## Try it
Reproduce verbatim the line where "Target: thumb" occurs, along with all following lines down to the last line of the data.

=== Section Start ===

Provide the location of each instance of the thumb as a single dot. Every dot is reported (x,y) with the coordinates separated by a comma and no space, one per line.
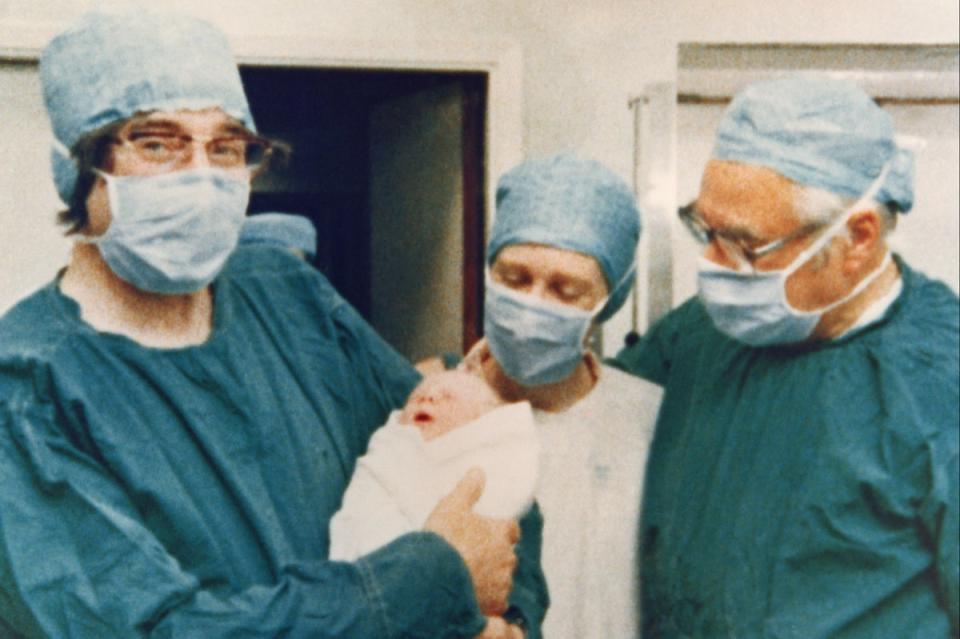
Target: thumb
(468,490)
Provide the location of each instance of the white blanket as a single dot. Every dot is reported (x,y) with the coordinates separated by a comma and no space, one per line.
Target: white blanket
(397,484)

=== Section End ===

## Your response
Target: thumb
(468,490)
Provide the location of each instance of the white blanket as a single dot. Every dot is reported (x,y) with the coordinates separated by a comma and no space, one per line.
Target: white blanket
(397,484)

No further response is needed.